### THE EXERCISE
Render the records as a numbered list, from the line with "Where can you spot the mountain ridge?" up to and including the line with "(230, 1133)", skipping blank lines and leaving out the pictures.
▬▬▬
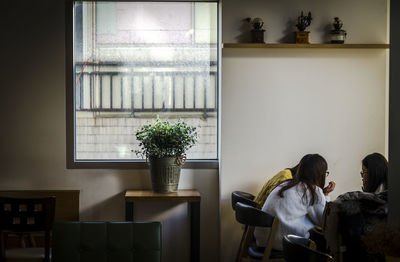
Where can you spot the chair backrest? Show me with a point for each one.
(25, 215)
(297, 249)
(243, 197)
(106, 241)
(252, 216)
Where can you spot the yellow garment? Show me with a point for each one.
(270, 185)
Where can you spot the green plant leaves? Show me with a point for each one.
(165, 139)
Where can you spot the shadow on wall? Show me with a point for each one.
(233, 231)
(110, 209)
(289, 35)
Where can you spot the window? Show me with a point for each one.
(132, 62)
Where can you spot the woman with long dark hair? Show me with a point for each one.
(374, 173)
(354, 214)
(298, 203)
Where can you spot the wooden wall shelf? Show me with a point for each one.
(252, 45)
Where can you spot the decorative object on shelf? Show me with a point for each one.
(164, 144)
(302, 36)
(257, 34)
(337, 34)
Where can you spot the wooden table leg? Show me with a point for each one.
(129, 211)
(195, 231)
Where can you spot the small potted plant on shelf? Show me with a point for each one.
(302, 36)
(164, 145)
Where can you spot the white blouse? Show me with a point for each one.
(295, 215)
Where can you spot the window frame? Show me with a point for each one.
(71, 162)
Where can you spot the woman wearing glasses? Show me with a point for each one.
(354, 214)
(298, 203)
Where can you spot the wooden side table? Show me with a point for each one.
(192, 197)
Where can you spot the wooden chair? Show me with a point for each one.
(22, 217)
(300, 249)
(254, 217)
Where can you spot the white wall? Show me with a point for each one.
(33, 135)
(280, 104)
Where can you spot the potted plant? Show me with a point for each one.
(164, 145)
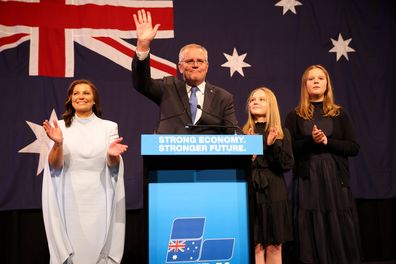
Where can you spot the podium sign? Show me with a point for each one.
(198, 202)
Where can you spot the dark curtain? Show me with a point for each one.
(23, 239)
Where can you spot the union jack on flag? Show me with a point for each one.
(100, 26)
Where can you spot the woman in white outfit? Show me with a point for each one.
(83, 187)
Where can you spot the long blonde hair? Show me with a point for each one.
(305, 109)
(273, 116)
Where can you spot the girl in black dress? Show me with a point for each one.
(271, 209)
(323, 138)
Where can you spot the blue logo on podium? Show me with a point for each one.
(186, 243)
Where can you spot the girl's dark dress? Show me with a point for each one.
(271, 208)
(327, 230)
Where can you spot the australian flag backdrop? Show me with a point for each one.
(46, 44)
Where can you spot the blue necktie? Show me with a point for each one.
(193, 103)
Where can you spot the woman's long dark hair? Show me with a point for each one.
(68, 115)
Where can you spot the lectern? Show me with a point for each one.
(197, 197)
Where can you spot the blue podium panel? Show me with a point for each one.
(202, 220)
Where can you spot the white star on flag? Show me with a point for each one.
(288, 5)
(341, 47)
(42, 143)
(235, 62)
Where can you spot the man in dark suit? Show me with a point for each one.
(215, 112)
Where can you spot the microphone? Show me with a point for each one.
(157, 131)
(233, 126)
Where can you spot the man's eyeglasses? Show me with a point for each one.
(194, 62)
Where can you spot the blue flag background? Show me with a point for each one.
(273, 47)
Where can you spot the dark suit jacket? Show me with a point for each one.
(170, 94)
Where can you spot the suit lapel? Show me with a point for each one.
(181, 89)
(208, 96)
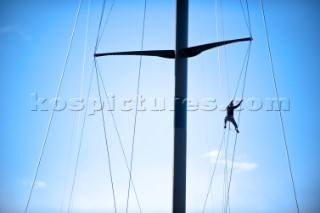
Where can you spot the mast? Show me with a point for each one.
(181, 54)
(180, 106)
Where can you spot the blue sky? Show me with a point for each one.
(34, 38)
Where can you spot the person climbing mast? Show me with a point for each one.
(229, 117)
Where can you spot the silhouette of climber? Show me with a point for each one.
(229, 117)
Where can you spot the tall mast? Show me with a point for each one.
(180, 106)
(181, 54)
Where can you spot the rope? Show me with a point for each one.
(105, 137)
(235, 142)
(136, 111)
(248, 23)
(119, 138)
(99, 28)
(280, 113)
(68, 163)
(214, 169)
(105, 25)
(225, 49)
(243, 67)
(81, 95)
(53, 111)
(80, 143)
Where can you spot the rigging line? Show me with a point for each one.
(105, 137)
(99, 28)
(225, 49)
(249, 19)
(245, 17)
(219, 63)
(107, 20)
(226, 169)
(213, 172)
(81, 96)
(243, 67)
(52, 113)
(80, 140)
(119, 138)
(234, 148)
(68, 162)
(136, 111)
(280, 113)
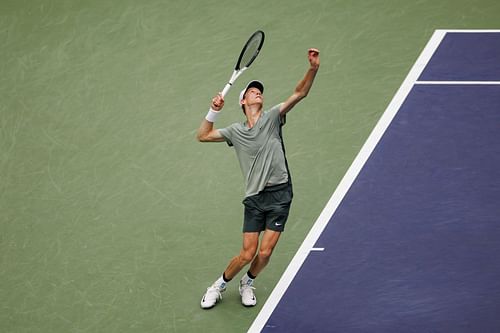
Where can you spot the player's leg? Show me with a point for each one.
(267, 245)
(247, 253)
(269, 241)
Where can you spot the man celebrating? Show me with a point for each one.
(268, 189)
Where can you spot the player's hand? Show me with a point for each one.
(218, 102)
(313, 56)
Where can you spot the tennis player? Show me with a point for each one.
(268, 188)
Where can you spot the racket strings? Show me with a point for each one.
(251, 50)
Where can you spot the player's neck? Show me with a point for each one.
(253, 114)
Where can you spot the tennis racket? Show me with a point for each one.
(248, 54)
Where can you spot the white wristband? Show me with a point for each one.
(212, 115)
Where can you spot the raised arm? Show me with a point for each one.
(305, 84)
(207, 132)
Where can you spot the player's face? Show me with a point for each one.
(253, 96)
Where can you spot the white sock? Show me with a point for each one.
(220, 283)
(246, 280)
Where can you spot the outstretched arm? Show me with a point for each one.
(304, 85)
(207, 132)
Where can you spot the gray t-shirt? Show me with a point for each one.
(259, 150)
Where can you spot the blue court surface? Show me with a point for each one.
(410, 240)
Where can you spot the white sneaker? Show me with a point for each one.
(247, 295)
(212, 296)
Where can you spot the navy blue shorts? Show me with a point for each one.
(268, 209)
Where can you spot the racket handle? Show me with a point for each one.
(226, 89)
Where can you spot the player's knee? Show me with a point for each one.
(247, 256)
(265, 253)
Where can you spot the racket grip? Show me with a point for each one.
(226, 89)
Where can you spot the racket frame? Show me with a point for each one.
(237, 70)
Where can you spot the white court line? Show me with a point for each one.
(346, 183)
(460, 82)
(317, 249)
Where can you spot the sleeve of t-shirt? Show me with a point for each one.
(227, 134)
(275, 114)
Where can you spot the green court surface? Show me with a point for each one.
(113, 218)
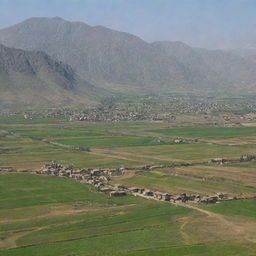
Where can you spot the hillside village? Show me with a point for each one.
(100, 179)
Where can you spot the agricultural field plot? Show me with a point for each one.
(176, 181)
(43, 215)
(58, 216)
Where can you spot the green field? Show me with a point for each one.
(43, 215)
(57, 216)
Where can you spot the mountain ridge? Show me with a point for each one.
(122, 62)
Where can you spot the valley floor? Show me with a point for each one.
(44, 215)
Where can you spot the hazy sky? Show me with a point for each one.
(201, 23)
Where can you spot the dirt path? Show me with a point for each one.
(239, 229)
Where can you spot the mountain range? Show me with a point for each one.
(100, 61)
(33, 78)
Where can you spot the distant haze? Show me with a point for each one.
(199, 23)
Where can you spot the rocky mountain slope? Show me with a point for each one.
(32, 78)
(113, 59)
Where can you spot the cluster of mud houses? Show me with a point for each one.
(100, 179)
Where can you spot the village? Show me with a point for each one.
(153, 108)
(100, 179)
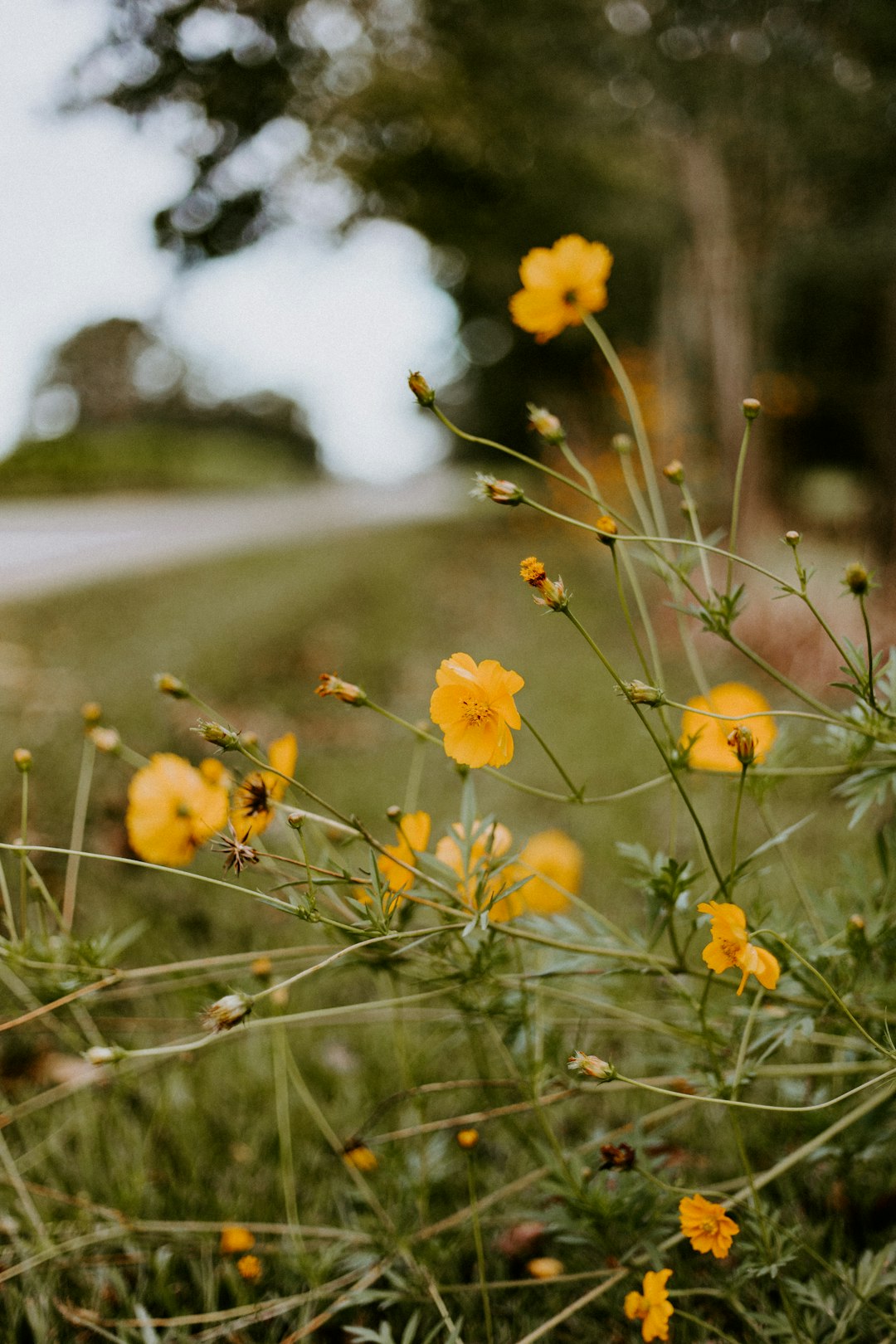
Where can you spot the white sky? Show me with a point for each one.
(334, 327)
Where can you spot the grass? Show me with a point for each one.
(227, 1132)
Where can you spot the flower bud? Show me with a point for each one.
(105, 739)
(544, 424)
(227, 1012)
(544, 1266)
(421, 388)
(345, 691)
(500, 492)
(607, 530)
(743, 745)
(173, 686)
(856, 578)
(218, 735)
(592, 1066)
(642, 694)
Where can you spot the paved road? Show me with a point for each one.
(52, 544)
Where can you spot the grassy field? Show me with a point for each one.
(230, 1133)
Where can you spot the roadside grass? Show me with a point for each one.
(225, 1133)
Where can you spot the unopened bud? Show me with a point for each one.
(171, 686)
(421, 388)
(345, 691)
(857, 578)
(642, 694)
(218, 734)
(227, 1012)
(743, 745)
(497, 491)
(105, 739)
(592, 1066)
(544, 424)
(607, 530)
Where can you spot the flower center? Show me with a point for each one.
(475, 711)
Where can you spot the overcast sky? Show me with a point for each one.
(334, 327)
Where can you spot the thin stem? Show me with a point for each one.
(735, 500)
(78, 823)
(551, 757)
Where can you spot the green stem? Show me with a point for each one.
(735, 500)
(551, 757)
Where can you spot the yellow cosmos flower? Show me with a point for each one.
(652, 1305)
(173, 810)
(477, 886)
(412, 839)
(553, 860)
(730, 947)
(559, 284)
(707, 1226)
(254, 808)
(709, 737)
(473, 706)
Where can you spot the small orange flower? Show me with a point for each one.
(473, 704)
(249, 1268)
(173, 810)
(559, 284)
(412, 839)
(652, 1305)
(254, 808)
(709, 738)
(707, 1226)
(730, 947)
(236, 1238)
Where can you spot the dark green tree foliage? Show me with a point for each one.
(737, 156)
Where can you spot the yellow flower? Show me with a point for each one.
(412, 838)
(477, 886)
(253, 808)
(707, 1226)
(730, 947)
(553, 860)
(473, 704)
(652, 1305)
(559, 284)
(236, 1238)
(709, 737)
(249, 1268)
(173, 810)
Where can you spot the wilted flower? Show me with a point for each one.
(559, 285)
(707, 1226)
(173, 810)
(227, 1012)
(345, 691)
(254, 806)
(652, 1305)
(730, 947)
(707, 738)
(475, 707)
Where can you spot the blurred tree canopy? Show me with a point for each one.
(735, 155)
▬▬▬
### EXERCISE ANSWER
1. Where can you spot the mountain ridge? Show me with a point for each one.
2. (122, 62)
3. Where can you spot the valley floor? Show me with a point for each one.
4. (44, 215)
5. Where can you spot the hazy sky? Show me with a point for each one.
6. (201, 23)
7. Where can you spot the dirt path? Show me with a point for each one.
8. (239, 229)
9. Where can you spot the mountain range? Show me with a point for each one.
10. (100, 61)
11. (33, 78)
12. Where can you spot the distant haze? Show me with a point for each one.
13. (199, 23)
14. Where can you spot the rocky mountain slope? Show me with a point for each one.
15. (32, 78)
16. (113, 59)
17. Where can you spot the cluster of mud houses? Show me with a point for each one.
18. (100, 179)
19. Where can you spot the village? Show me with a point for each one.
20. (153, 108)
21. (100, 179)
22. Where can you spot the white sky? Show me with a point for each one.
23. (334, 327)
24. Where can you spot the grass? Show me with a point for each one.
25. (227, 1132)
26. Where can you spot the flower bud? Show me with a point for each one.
27. (105, 739)
28. (544, 424)
29. (227, 1012)
30. (544, 1266)
31. (421, 388)
32. (345, 691)
33. (500, 492)
34. (607, 530)
35. (743, 745)
36. (173, 686)
37. (856, 578)
38. (218, 735)
39. (592, 1066)
40. (642, 694)
41. Where can you spot the paved road? Show me with a point for each one.
42. (52, 544)
43. Where can you spot the grassy field? Show me with a point for each one.
44. (230, 1133)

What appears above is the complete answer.